### DATA FOR THIS EXERCISE
- Opening Delimiter -

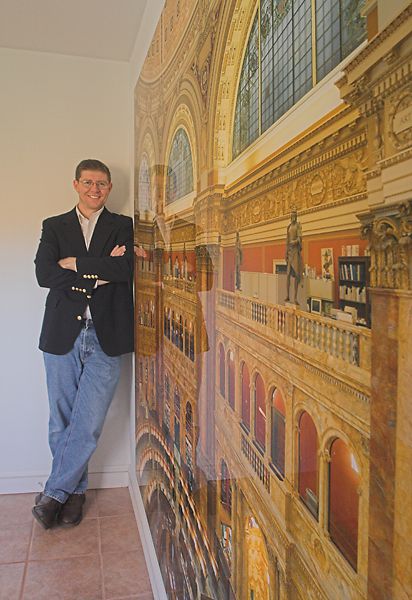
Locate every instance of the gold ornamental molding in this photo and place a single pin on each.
(336, 178)
(389, 234)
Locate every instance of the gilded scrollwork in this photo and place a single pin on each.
(400, 128)
(336, 180)
(390, 245)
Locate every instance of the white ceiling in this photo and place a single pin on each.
(105, 29)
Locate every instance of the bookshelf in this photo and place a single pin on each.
(353, 285)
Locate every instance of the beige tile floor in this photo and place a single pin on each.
(100, 559)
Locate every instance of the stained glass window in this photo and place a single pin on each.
(278, 68)
(246, 128)
(145, 202)
(180, 168)
(339, 29)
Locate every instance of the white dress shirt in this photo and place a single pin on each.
(87, 226)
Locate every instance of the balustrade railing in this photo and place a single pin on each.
(343, 341)
(180, 284)
(256, 462)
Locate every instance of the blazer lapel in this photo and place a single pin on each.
(74, 233)
(102, 231)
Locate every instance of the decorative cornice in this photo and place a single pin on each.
(277, 175)
(379, 39)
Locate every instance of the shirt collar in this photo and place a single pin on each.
(94, 216)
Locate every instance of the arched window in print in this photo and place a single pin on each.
(189, 436)
(176, 404)
(180, 344)
(279, 55)
(231, 379)
(278, 432)
(144, 194)
(222, 371)
(174, 329)
(245, 396)
(344, 481)
(308, 463)
(260, 412)
(191, 342)
(246, 126)
(180, 168)
(187, 343)
(166, 408)
(225, 486)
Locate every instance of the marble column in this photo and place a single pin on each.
(389, 232)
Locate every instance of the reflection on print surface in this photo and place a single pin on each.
(253, 420)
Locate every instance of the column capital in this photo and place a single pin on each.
(388, 230)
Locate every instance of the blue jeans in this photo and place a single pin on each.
(80, 385)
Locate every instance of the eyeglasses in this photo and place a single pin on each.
(88, 183)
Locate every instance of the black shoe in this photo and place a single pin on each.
(46, 510)
(72, 511)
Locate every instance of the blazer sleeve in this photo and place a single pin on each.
(111, 268)
(48, 273)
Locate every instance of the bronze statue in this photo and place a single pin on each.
(294, 254)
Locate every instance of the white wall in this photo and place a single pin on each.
(54, 111)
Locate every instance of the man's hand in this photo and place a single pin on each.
(139, 251)
(68, 263)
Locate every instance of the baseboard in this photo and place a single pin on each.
(34, 482)
(152, 563)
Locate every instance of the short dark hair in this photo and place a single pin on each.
(91, 164)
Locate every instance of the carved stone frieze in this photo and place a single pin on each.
(389, 234)
(303, 188)
(400, 119)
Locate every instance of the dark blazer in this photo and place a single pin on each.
(111, 305)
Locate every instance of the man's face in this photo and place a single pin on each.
(93, 189)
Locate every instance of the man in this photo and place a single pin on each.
(293, 254)
(85, 257)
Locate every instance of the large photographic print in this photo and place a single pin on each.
(252, 390)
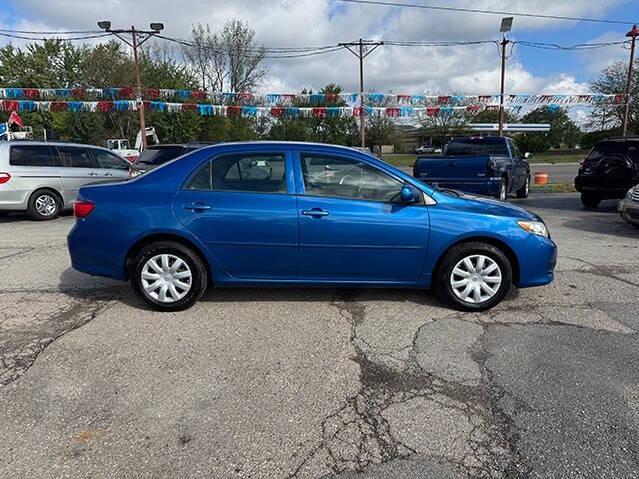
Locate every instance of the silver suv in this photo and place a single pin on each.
(44, 178)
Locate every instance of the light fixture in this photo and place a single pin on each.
(506, 24)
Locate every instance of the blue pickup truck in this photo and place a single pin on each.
(491, 166)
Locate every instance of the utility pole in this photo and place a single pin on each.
(361, 53)
(633, 34)
(138, 37)
(506, 25)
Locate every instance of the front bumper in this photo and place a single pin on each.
(629, 211)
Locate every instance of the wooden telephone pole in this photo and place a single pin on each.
(364, 48)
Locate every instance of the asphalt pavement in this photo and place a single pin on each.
(323, 382)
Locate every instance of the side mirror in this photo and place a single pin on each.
(409, 194)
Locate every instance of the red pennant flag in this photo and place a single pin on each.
(15, 118)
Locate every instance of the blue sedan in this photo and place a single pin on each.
(284, 214)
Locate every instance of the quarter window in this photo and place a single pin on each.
(347, 178)
(250, 173)
(111, 161)
(75, 157)
(202, 179)
(32, 155)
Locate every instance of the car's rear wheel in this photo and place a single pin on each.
(168, 276)
(524, 191)
(44, 205)
(590, 199)
(474, 276)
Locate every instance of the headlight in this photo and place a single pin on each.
(534, 227)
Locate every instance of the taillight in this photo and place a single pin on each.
(82, 208)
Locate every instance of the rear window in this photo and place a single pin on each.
(475, 146)
(157, 156)
(605, 148)
(32, 155)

- Closing Delimiter -

### ABOUT THIS EXERCISE
Once the pictures are removed, reproduce the remaining entries above exactly.

### SOLUTION
Locate every instance of the gold ornamental molding in this photo and place a single pin on each.
(336, 178)
(389, 234)
Locate every instance of the gilded scrollwork in this photo and place a single pin on each.
(400, 128)
(336, 180)
(390, 245)
Locate every instance of the white ceiling in this photo and place a single pin on each.
(105, 29)
Locate every instance of the bookshelf in this photo and place a single pin on each.
(353, 285)
Locate every instance of the beige tile floor in this photo and place a single pin on each.
(100, 559)
Locate every instance of the stained glass window in this photo and place a single pin on each.
(278, 68)
(246, 128)
(145, 202)
(180, 168)
(339, 29)
Locate every instance of the white dress shirt in this photo and place a single pin on each.
(87, 226)
Locate every instance of the balustrade railing in this photo and place a single pin on each.
(343, 341)
(180, 284)
(256, 462)
Locate every instance of the blazer lapel in this photo and place a single pin on each.
(74, 233)
(102, 231)
Locate every instance of the decorative cornice in this photo and place a single pin on each.
(277, 175)
(379, 39)
Locate every instance of the shirt collar in this photo and place a single pin on each.
(94, 216)
Locate every instance of the arched window in print in this photo and place a single pin on each.
(189, 436)
(176, 404)
(180, 344)
(279, 55)
(231, 379)
(278, 432)
(144, 194)
(222, 371)
(174, 329)
(245, 396)
(344, 481)
(308, 463)
(260, 412)
(191, 342)
(246, 126)
(180, 168)
(187, 343)
(166, 408)
(225, 486)
Locate every instance of the marble column in this photo and place a single pin on each.
(389, 232)
Locate every instance of the reflection on print surface in this photo and place a single pin on each.
(253, 420)
Locate every instance of the column capital in this photo and place a single pin on each.
(388, 230)
Locate every instance of the blue jeans in this photo and place a single pin on each.
(80, 385)
Locate every instance of the eyeglasses in this photo and place a single pin on each.
(88, 183)
Locate every instance of the black shoe in this photo and place a single pin on each.
(46, 510)
(72, 511)
Locate every instance of the blazer sleeve in this photo and place a single pin on each.
(111, 268)
(48, 273)
Locate every instance of the bronze statue in this photo and place a single pin on each.
(294, 254)
Locate every instance of the white wall in this photo and place a single pin on each.
(54, 111)
Locate every instance of the man's hand in this photo and place a single pin on each.
(139, 251)
(68, 263)
Locate every instance of the baseboard in this photo and place a single pin on each.
(34, 482)
(152, 563)
Locate every instance of the short dark hair in this photo and place a single pin on each.
(91, 164)
Locate every instance of the carved stone frieze in this photo and place a single pin on each.
(389, 234)
(303, 188)
(400, 119)
Locate every instance of the dark blazer in this photo and place a single pin on each.
(111, 305)
Locate every instance of the man's face in this photo and place a single pin on each.
(93, 189)
Locate every instance of the man in this photo and place a single pin on each.
(293, 254)
(85, 257)
Locate every instance of the large photographic print in this photo and place a single pin on each.
(252, 390)
Locate every instance of the silver suv in this photo and place a single pin on each.
(44, 178)
Locate every instance of the light fixture in this photo and place a single pin on each.
(506, 24)
Locate every instance of the blue pickup truck in this photo and place a single pin on each.
(491, 166)
Locate every instance of the utility pole in this photo and place a single pin on each.
(361, 53)
(633, 34)
(138, 37)
(506, 25)
Locate every instance of the front bumper in this photo and place a single pin on each.
(629, 211)
Locate every instance of the wooden telephone pole in this photo and place a single pin on each.
(364, 48)
Locate every instance of the asphalt pavement in this photo and place a single pin on each.
(323, 382)
Locate every instance of the side mirror in this photo and place a single pin on each.
(409, 194)
Locate every instance of the red pennant flag in this photo and place a single pin on each.
(15, 118)
Locate every instance of the blue sedan in this photo and place a single pin on each.
(284, 214)
Locate every instance of the quarter window in this photo and place a single pin on each.
(347, 178)
(250, 173)
(111, 161)
(75, 157)
(202, 179)
(32, 155)
Locate every instance of the car's rear wheel in this photo and place a single pin on each.
(168, 276)
(524, 191)
(44, 205)
(590, 199)
(474, 276)
Locate every instance of the headlight in this photo and place a single pin on each.
(534, 227)
Locate every instance of the taillight in this photo and place a single pin on each.
(82, 208)
Locate every instance of the rear window in this photo and place a single pin on each.
(475, 146)
(157, 156)
(605, 148)
(32, 155)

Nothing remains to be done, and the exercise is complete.